[Tasks to perform]:
[1] In the article on R.R. Donnelley, about what share of the company's top line comes from its international business?
[2] According to the article on R.R. Donnelley, why does the company's dividend look well covered even with larger pension obligations?
[3] Carry on the article about R.R. Donnelley from where it stops.

[Quoted text]:
--- start ---

R.R. Donnelley (RRD) Will Continue Generating Gobs of Cash, Even in Downturn - Barron's
R.R. Donnelley & Sons (NYSE: RRD) shares are seeing some buying action Thursday following a bullish report out of Barron's.
Though many outlets are switching to digital formats, R.R. Donnelley still earns a heap of cash from labels, inserts, brochures, magazines, and more. Not only that, but it's international business -- accounting for about 25 percent of the top-line -- is on the rise.
Investors were initially scared following R.R. Donnelley trimming its outlook in January. But the company also pays out 26 cents per quarter, good for an annual yield north of 8 percent at its current trading price in the mid-$13 range.
Barron's was bullish on R.R. Donnelley continuing to generate gobs of free cash flow -- probably more than twice that amount needed to support its dividend -- amid larger pension obligations. For 2012, R.R. Donnelley expects to generate FCF of $500 million, with only $200 million of that going to dividend. One analyst made the point that investors would still outpace the market even if shares went nowhere and the dividend was maintained -- at least over the next few years.

--- end ---

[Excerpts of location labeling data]
--- start ---

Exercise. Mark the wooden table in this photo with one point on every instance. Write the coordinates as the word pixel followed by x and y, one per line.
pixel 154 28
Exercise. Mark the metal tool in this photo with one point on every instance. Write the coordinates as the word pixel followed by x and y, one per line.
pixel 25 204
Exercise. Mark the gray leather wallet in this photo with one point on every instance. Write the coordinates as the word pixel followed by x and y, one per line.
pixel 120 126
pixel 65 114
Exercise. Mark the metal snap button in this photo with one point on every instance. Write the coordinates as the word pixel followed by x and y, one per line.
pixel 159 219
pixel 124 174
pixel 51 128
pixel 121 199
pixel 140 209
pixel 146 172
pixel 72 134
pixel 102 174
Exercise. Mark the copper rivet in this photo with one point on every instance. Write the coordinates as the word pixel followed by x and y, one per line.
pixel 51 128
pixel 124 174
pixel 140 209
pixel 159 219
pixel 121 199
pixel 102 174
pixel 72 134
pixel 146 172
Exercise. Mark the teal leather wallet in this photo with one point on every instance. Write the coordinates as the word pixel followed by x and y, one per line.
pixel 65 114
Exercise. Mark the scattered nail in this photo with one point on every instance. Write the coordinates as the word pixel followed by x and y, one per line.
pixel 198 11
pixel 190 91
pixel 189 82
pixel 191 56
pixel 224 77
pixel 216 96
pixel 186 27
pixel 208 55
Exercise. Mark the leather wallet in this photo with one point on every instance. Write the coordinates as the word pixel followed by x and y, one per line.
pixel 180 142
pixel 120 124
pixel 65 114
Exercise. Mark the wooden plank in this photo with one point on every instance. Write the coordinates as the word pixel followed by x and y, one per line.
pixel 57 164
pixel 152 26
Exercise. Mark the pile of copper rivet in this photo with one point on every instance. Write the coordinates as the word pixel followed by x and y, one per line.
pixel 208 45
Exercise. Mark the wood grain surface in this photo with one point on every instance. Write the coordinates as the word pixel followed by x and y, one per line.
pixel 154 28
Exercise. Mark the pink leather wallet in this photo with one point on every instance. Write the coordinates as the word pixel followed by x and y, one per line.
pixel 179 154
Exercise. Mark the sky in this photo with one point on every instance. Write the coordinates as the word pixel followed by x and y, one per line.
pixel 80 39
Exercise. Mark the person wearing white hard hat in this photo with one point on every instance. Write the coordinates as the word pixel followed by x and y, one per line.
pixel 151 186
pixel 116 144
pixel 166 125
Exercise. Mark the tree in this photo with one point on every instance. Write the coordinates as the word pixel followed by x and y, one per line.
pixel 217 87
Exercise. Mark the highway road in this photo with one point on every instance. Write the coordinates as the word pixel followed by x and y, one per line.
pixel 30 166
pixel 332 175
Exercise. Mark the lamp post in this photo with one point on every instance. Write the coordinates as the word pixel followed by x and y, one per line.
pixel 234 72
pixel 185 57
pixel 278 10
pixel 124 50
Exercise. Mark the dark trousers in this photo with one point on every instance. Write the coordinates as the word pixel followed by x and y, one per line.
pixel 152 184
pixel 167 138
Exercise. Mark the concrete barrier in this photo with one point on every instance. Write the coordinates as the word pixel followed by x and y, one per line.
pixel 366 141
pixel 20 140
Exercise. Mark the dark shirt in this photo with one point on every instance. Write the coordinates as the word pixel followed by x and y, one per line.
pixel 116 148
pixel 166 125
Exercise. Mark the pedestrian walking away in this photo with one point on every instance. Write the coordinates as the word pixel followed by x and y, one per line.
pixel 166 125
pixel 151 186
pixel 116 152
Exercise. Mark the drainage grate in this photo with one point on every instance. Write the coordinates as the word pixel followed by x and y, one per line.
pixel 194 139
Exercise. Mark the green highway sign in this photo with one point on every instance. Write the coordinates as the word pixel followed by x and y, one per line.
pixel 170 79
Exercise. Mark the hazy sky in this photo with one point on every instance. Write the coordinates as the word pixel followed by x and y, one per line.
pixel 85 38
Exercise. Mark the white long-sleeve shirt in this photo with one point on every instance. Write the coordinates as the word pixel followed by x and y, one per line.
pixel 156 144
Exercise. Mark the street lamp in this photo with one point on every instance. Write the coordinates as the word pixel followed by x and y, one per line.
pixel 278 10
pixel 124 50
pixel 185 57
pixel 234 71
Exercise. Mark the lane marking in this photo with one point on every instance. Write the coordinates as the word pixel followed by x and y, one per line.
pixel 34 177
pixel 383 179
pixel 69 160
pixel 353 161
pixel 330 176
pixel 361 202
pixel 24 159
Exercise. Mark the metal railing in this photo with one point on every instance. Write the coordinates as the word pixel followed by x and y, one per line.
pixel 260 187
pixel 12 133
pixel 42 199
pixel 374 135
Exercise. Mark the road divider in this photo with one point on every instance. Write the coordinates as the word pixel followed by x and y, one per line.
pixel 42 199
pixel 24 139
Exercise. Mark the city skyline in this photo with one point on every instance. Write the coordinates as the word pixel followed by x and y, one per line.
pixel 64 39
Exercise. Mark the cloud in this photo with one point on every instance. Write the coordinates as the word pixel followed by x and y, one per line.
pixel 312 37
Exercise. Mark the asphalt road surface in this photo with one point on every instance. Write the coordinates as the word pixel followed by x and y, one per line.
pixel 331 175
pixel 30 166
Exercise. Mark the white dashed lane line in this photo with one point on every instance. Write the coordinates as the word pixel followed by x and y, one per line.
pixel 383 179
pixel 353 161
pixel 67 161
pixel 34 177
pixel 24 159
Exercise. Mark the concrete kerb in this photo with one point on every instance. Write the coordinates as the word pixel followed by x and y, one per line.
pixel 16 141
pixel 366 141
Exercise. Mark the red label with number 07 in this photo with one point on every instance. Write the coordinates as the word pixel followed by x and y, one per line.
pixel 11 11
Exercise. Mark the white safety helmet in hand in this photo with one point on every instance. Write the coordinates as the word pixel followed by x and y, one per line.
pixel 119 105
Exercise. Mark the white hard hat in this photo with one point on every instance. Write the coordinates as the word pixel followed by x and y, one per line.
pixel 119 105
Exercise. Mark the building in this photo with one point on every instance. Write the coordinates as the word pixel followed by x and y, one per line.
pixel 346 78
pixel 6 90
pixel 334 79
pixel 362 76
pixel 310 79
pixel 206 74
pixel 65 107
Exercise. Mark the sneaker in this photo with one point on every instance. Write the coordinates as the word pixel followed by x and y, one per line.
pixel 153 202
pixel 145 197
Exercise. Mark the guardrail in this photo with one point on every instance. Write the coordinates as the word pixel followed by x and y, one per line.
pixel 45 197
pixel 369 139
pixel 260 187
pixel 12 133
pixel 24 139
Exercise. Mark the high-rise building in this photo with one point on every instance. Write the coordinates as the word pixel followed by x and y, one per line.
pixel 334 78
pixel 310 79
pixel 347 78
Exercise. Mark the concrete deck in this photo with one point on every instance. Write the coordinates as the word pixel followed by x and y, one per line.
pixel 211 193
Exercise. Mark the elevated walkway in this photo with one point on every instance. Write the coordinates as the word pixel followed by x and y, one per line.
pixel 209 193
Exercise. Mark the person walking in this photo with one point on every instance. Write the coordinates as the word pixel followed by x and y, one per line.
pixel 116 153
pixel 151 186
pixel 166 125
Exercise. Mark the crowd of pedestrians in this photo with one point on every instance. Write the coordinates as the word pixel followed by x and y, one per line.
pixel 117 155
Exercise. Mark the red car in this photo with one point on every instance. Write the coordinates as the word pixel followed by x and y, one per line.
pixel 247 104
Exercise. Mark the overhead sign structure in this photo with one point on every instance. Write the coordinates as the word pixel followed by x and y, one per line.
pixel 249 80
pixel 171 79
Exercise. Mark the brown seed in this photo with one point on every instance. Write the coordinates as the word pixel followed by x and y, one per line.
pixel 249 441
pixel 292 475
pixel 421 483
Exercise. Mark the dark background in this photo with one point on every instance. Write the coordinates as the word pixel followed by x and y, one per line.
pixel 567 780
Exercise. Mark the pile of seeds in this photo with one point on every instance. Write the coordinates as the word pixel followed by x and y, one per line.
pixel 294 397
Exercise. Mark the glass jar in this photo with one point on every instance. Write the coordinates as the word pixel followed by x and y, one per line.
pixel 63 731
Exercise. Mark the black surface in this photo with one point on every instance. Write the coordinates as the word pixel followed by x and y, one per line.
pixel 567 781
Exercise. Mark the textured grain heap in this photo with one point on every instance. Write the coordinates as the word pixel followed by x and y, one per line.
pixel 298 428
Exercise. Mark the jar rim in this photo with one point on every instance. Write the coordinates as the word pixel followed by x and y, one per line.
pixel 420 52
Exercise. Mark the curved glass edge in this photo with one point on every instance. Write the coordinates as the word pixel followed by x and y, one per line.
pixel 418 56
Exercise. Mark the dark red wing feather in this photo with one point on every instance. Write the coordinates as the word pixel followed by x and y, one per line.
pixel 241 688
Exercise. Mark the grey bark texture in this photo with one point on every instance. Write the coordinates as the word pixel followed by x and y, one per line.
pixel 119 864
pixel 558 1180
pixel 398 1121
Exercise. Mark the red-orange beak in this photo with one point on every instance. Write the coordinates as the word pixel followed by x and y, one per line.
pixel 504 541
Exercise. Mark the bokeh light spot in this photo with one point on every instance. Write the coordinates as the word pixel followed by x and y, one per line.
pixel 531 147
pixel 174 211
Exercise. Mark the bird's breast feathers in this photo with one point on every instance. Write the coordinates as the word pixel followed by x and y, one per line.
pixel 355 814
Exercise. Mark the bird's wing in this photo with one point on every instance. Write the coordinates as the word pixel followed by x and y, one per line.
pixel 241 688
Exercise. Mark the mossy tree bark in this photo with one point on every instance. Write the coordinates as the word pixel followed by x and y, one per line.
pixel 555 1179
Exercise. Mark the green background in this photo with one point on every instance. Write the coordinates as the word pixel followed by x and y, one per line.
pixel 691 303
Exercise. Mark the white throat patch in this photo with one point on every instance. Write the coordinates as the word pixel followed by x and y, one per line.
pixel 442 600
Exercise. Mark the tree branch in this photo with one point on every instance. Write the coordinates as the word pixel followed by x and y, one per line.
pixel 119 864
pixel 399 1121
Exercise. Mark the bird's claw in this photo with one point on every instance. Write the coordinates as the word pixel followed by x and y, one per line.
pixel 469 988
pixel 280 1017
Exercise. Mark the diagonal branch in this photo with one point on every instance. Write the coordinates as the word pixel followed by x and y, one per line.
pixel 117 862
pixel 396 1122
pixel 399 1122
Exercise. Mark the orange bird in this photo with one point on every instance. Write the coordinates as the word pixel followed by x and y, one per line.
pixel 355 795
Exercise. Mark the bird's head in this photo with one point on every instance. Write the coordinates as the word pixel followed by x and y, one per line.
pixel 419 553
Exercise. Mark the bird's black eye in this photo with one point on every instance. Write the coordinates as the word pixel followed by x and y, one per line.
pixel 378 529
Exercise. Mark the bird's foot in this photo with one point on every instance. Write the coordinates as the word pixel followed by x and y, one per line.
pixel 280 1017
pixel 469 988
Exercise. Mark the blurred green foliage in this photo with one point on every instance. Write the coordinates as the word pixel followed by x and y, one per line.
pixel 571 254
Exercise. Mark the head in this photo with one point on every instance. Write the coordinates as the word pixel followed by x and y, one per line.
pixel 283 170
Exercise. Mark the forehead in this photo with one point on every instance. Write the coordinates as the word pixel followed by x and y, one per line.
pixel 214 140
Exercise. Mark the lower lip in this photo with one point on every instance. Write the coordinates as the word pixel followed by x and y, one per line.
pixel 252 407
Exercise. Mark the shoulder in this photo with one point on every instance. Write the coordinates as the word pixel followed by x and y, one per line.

--- end ---

[Written responses]:
[1] About 25 percent.

[2] R.R. Donnelley expects $500 million in free cash flow for 2012, and only $200 million of that goes to the dividend. That means it generates probably more than twice the cash needed to support the payout.

[3]
Valuation is also light for R.R. Donnelley compared with historical levels. Enterprise value-to-EBITDA is at a 20 percent discount to its historical multiple of 6 times. Shares are also trading with a P/E of 7 times 2012 EPS expectations.
Total debt of about $3.9 billion (in part from acquisitions) is currently 3.1 times EBITDA. RRD is looking to reduce that number down to between 2.5 and 3.0 times EBITDA.
With the downturn in the economy came a few changes to R.R. Donnelley's business. Barron's notes direct mail, commercial print, and retail inserts may not make as strong of a rebound as previously hoped. Further, debt levels will still remain a constraint to the stock price without further reduction.
Though current valuation implies trouble ahead for the company, one analyst cited in the Barron's piece argues there will always be a need for printers, and R.R. Donnelley will be the "last man standing."
Shares are up 4.4 percent Thursday.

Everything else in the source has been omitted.